## Goal
Please put the lines below into a Markdown table with two columns, Row and Line, numbering each row and skipping blank lines. Leave the pictures out of your answer.

## Records provided
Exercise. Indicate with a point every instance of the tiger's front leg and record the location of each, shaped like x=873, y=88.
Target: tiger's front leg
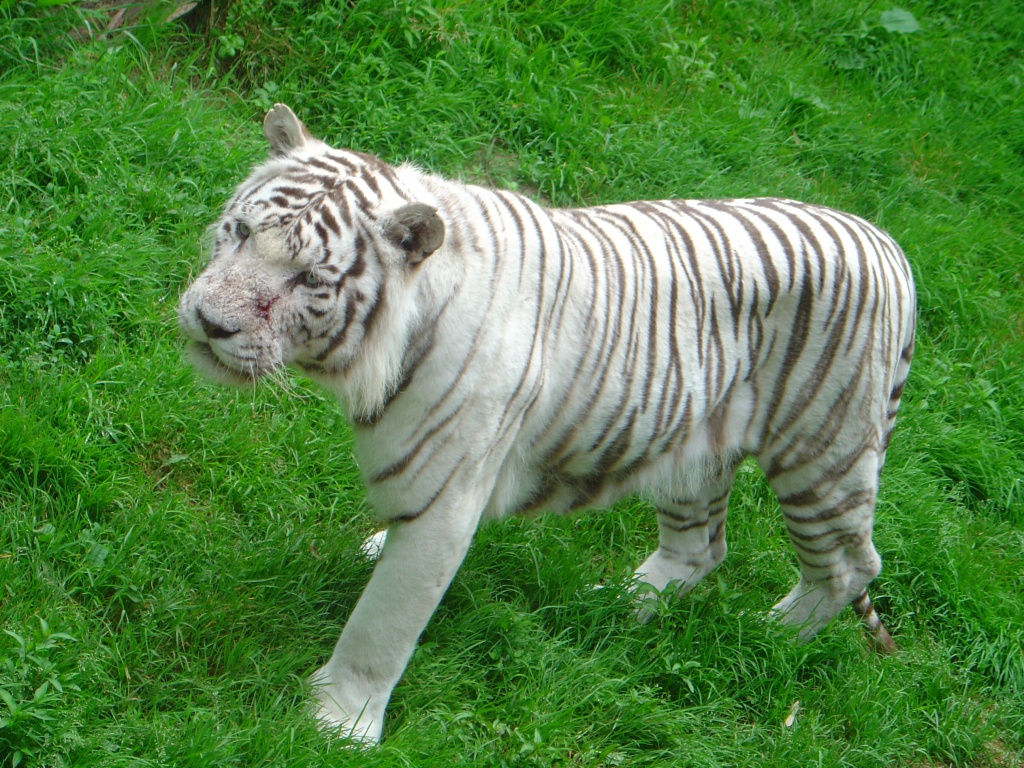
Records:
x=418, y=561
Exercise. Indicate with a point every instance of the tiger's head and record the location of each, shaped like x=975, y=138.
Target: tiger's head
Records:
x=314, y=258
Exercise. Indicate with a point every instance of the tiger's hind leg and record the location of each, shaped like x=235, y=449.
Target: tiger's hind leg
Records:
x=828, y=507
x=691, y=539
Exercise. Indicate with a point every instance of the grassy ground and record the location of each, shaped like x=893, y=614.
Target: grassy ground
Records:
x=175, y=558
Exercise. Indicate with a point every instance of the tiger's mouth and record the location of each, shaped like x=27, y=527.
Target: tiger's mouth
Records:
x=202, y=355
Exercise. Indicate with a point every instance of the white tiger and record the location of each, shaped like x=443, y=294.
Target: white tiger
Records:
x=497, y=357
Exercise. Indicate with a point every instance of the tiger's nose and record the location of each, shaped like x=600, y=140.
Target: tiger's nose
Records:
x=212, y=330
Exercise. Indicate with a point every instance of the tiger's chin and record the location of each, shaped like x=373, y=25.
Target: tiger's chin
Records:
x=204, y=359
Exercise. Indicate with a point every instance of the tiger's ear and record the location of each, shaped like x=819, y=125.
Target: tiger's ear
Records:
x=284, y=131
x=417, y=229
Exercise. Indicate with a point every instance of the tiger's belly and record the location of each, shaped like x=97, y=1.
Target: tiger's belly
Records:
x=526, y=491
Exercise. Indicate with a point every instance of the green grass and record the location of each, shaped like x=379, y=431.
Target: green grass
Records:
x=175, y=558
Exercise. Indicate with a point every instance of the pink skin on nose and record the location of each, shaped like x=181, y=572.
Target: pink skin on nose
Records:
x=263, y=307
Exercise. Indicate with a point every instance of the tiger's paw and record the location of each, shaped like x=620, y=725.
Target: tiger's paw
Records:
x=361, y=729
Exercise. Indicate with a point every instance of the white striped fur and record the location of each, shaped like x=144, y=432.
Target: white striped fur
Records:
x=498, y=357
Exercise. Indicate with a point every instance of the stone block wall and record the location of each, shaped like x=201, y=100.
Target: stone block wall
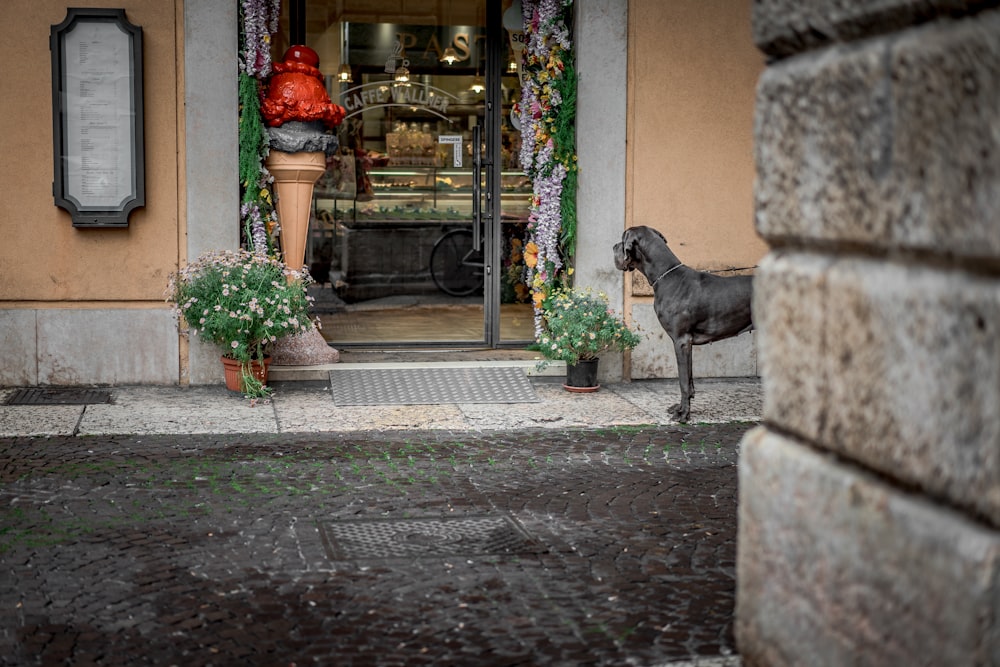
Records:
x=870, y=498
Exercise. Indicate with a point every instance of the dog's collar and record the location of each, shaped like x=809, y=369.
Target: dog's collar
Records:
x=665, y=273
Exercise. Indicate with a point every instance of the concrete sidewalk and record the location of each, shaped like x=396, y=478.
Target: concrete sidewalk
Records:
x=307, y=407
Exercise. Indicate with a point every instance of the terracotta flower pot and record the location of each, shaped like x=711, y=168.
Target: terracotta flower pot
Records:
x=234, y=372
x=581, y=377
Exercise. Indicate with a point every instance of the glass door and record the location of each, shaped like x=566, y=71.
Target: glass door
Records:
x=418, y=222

## Solution to this problem
| Row | Line |
|---|---|
| 1 | Exercise. Indicate with a point every instance of the tiger's front leg and record the location of each, shaped like x=873, y=88. |
| 2 | Target: tiger's front leg |
| 3 | Records: |
| 4 | x=418, y=561 |
| 5 | Exercise. Indicate with a point every instance of the tiger's head and record the location of each, shaped like x=975, y=138. |
| 6 | Target: tiger's head |
| 7 | Records: |
| 8 | x=314, y=258 |
| 9 | Exercise. Indicate with a point every instance of the tiger's hind leg and record the location of each, shaped like x=235, y=449. |
| 10 | Target: tiger's hind leg |
| 11 | Records: |
| 12 | x=828, y=507 |
| 13 | x=691, y=539 |
| 14 | Exercise. Indicate with a point every instance of the grassy ground and record the location of each, shaped like x=893, y=614. |
| 15 | Target: grassy ground |
| 16 | Records: |
| 17 | x=175, y=558 |
| 18 | Exercise. Indicate with a point every instance of the tiger's mouth and record the location of each, shaped like x=27, y=527. |
| 19 | Target: tiger's mouth |
| 20 | Records: |
| 21 | x=202, y=355 |
| 22 | Exercise. Indicate with a point every instance of the white tiger and record the location of each, shaped like x=443, y=294. |
| 23 | Target: white tiger |
| 24 | Records: |
| 25 | x=497, y=357 |
| 26 | Exercise. Indicate with a point every instance of the tiger's nose and record the location of each, shaped like x=600, y=140. |
| 27 | Target: tiger's nose |
| 28 | Records: |
| 29 | x=212, y=330 |
| 30 | Exercise. Indicate with a point every instance of the tiger's chin and record the location of each, shaped like x=373, y=25. |
| 31 | Target: tiger's chin |
| 32 | Records: |
| 33 | x=204, y=359 |
| 34 | Exercise. Indicate with a point every instance of the tiger's ear and record the location of each, shaped like x=819, y=125. |
| 35 | Target: tiger's ear |
| 36 | Records: |
| 37 | x=284, y=131 |
| 38 | x=417, y=229 |
| 39 | Exercise. Indicate with a point every instance of the tiger's belly and record the location of each, shaped like x=97, y=1. |
| 40 | Target: tiger's belly |
| 41 | Records: |
| 42 | x=526, y=491 |
| 43 | Exercise. Indicate with a point every instance of the green grass and record the location of each, shaped like x=379, y=431. |
| 44 | Target: green grass |
| 45 | Records: |
| 46 | x=175, y=558 |
| 47 | Exercise. Indicate with a point every instance of the pink skin on nose and record the location of each, shaped like x=181, y=572. |
| 48 | Target: pink skin on nose |
| 49 | Records: |
| 50 | x=263, y=307 |
| 51 | Exercise. Indicate with a point every instance of the tiger's paw and record the location of each, shaped like x=620, y=725. |
| 52 | Target: tiger's paw |
| 53 | Records: |
| 54 | x=361, y=729 |
| 55 | Exercise. Indicate with a point every instance of the white striped fur and record the location of each, shaped like x=144, y=432. |
| 56 | Target: white striped fur |
| 57 | Records: |
| 58 | x=498, y=357 |
| 59 | Exercise. Indicate with a point every instance of the stone block wall and record the location of each, shaped like x=201, y=100. |
| 60 | Target: stone block wall |
| 61 | Records: |
| 62 | x=870, y=498 |
| 63 | Exercise. Indicate with a point every instance of the dog's collar and record the location of each, shaped like x=809, y=369. |
| 64 | Target: dog's collar |
| 65 | Records: |
| 66 | x=665, y=273 |
| 67 | Exercise. Indicate with a point every instance of the concrete sidewalk and record the location of each, shaped like x=396, y=478. |
| 68 | Target: concrete sidewalk |
| 69 | Records: |
| 70 | x=307, y=407 |
| 71 | Exercise. Indicate with a point every instance of the terracotta flower pot and record the location of each, shaped like x=711, y=168. |
| 72 | Target: terracotta flower pot |
| 73 | Records: |
| 74 | x=234, y=372 |
| 75 | x=581, y=377 |
| 76 | Exercise. Indicate with a point every instance of the glass door and record the location of each, shaped like x=566, y=71. |
| 77 | Target: glass door |
| 78 | Records: |
| 79 | x=418, y=222 |